DATASET EXTRACT -

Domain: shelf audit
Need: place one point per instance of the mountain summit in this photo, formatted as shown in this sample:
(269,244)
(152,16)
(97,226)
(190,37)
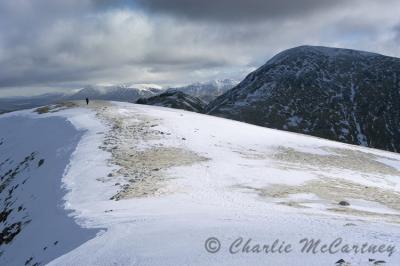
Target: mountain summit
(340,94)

--

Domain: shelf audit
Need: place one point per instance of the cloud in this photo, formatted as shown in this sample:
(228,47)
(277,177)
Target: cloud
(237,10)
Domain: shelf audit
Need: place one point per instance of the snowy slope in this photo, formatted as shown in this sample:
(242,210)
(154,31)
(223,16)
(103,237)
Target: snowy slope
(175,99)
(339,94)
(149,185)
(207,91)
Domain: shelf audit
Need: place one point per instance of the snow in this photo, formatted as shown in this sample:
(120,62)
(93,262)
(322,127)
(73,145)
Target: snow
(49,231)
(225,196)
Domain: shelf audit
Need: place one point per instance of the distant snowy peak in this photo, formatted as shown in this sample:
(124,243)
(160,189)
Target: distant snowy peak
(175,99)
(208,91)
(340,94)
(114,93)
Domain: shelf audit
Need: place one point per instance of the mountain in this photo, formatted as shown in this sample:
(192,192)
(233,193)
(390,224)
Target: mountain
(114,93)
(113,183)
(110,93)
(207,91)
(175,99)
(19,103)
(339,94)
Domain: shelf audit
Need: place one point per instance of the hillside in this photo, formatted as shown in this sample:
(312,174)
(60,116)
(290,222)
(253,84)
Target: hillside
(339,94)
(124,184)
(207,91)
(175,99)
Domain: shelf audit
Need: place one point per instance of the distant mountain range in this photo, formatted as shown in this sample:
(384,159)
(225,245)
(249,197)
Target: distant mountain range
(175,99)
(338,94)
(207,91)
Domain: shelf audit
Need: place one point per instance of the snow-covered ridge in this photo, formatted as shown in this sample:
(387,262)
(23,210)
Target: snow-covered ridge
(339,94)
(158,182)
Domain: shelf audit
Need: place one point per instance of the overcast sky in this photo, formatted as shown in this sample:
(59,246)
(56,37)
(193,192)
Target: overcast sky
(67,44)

* * *

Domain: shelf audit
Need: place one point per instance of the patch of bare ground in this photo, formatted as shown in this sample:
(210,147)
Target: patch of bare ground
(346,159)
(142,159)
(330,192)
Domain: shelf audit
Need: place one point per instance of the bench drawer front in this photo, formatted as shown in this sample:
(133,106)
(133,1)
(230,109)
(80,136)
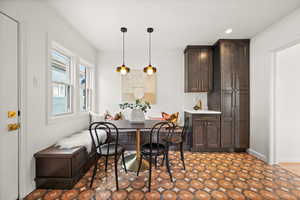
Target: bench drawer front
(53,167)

AIM OF THE TASK - How many lines in the items above contain the word "front"? Reply with the number alone.

EXPECTED OUTPUT - 2